# [TEXT EXCERPT]

Panic Mode On (96) Server Problems?

Message boards : Number crunching : Panic Mode On (96) Server Problems?
Message board moderation

To post messages, you must log in.

Previous · 1 . . . 4 · 5 · 6 · 7 · 8 · 9 · 10 . . . 23 · Next

AuthorMessage
Profile Donald L. Johnson
Avatar

Send message
Joined: 5 Aug 02
Posts: 8240
Credit: 14,654,533
RAC: 20
United States
Message 1650507 - Posted: 8 Mar 2015, 1:26:10 UTC - in response to Message 1650435.  

Have we got more sticky files?
Splitter output has dropped off again- it was doing bursts above 35/s, now it's in the mid 20s & barely hitting 30/s on occasion.
Given results returned per hour is around 100,000 it is only just keeping the ready-to-send buffer full.
And there are still the occasional Scheduler server errors occurring.

Isn't that what it is supposed to be doing? Fill the buffer to about 300K, then throttle back until it drops to around 250K, then fire up again?
Donald
Infernal Optimist / Submariner, retired
ID: 1650507 · Report as offensive
Profile Jimbocous Project Donor
Volunteer tester
Avatar

Send message
Joined: 1 Apr 13
Posts: 1853
Credit: 268,616,081
RAC: 1,349
United States
Message 1650518 - Posted: 8 Mar 2015, 2:09:33 UTC - in response to Message 1650507.

# [SET PROBLEM A]
List every line of the records below that contains the string "reflection", treating uppercase and lowercase letters as different.

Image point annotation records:
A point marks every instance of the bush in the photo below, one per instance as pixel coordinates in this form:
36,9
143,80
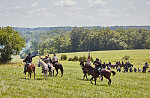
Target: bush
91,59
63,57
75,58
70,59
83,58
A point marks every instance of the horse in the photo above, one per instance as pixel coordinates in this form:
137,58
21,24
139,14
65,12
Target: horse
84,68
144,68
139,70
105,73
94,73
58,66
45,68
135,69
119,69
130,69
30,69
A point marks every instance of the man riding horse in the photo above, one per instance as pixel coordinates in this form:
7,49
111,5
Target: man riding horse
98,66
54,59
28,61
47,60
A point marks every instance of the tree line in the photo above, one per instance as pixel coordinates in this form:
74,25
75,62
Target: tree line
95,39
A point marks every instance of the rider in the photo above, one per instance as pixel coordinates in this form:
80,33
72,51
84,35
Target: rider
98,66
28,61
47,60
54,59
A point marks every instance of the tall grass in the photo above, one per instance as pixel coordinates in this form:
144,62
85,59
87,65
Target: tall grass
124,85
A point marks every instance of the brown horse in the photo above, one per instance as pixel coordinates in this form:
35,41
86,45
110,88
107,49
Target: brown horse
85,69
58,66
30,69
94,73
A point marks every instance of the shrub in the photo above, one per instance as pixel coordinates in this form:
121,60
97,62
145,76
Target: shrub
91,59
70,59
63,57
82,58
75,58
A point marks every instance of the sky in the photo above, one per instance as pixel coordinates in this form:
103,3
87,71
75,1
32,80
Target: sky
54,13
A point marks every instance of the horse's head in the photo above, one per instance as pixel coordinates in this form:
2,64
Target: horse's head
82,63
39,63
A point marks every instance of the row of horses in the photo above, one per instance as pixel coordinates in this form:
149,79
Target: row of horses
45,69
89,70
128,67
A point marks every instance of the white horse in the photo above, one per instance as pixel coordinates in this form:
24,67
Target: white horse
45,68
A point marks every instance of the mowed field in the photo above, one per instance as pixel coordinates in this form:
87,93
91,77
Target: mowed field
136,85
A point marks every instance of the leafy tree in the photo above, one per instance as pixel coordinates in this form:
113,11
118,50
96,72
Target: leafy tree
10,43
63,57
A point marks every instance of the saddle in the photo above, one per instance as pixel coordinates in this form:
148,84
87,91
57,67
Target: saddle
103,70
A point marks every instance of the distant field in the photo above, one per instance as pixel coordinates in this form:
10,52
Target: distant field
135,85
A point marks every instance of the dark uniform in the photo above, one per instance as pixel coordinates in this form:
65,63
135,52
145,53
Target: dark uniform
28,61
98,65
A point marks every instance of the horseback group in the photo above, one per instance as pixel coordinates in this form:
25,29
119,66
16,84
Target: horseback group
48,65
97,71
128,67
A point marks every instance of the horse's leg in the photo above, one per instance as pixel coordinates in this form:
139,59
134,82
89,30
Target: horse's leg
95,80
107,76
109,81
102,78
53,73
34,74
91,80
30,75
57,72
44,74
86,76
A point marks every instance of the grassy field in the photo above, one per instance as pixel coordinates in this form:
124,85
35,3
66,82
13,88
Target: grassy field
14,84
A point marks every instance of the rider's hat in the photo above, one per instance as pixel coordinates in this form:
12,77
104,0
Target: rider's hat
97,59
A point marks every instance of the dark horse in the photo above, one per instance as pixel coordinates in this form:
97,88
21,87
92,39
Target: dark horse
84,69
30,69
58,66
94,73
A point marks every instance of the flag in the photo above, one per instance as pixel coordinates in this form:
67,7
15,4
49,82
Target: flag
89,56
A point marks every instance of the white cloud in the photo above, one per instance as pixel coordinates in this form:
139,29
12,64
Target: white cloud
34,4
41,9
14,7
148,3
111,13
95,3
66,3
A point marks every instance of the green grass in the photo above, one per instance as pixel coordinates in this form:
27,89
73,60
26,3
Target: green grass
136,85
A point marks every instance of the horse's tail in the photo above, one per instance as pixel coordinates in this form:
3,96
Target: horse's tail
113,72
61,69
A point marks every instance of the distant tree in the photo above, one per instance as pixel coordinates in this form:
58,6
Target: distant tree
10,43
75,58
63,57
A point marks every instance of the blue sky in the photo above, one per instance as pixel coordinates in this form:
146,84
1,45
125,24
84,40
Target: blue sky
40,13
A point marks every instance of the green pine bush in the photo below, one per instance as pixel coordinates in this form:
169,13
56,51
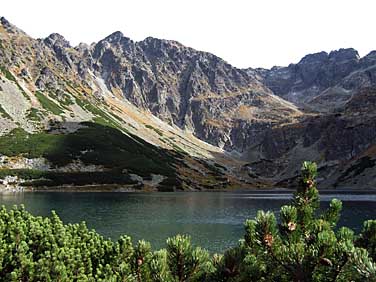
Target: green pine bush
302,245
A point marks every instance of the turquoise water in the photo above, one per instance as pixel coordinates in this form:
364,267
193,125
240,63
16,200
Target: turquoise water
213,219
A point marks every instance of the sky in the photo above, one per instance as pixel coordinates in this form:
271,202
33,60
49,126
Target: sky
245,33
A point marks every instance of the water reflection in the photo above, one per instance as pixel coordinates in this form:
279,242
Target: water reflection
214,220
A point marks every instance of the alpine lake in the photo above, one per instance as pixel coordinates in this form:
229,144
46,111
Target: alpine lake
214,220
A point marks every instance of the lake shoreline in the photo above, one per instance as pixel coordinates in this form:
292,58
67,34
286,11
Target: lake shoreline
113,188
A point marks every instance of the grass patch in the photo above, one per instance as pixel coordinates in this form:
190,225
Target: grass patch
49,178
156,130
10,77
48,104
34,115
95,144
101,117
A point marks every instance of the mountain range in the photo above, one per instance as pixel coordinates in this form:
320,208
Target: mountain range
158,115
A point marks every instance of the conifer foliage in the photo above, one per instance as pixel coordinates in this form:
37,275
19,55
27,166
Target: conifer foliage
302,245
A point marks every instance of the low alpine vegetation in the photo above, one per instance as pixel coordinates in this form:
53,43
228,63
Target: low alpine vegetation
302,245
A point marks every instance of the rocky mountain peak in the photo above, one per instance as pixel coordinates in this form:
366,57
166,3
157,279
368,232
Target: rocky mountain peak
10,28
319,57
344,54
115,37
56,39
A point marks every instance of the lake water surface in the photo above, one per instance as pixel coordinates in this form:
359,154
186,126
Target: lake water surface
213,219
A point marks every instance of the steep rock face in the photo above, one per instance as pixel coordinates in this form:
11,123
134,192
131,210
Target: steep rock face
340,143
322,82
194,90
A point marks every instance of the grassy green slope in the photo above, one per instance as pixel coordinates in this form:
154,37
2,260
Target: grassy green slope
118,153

# [SET PROBLEM B]
Print the passage of the server problems thread above from "And there are" up to and including "fire up again?", copied word for word.

# [EXERCISE ANSWER A]
A point marks every instance of the water reflection in the photo above, one per instance as pixel coordinates in this form:
Target: water reflection

# [EXERCISE ANSWER B]
And there are still the occasional Scheduler server errors occurring.

Isn't that what it is supposed to be doing? Fill the buffer to about 300K, then throttle back until it drops to around 250K, then fire up again?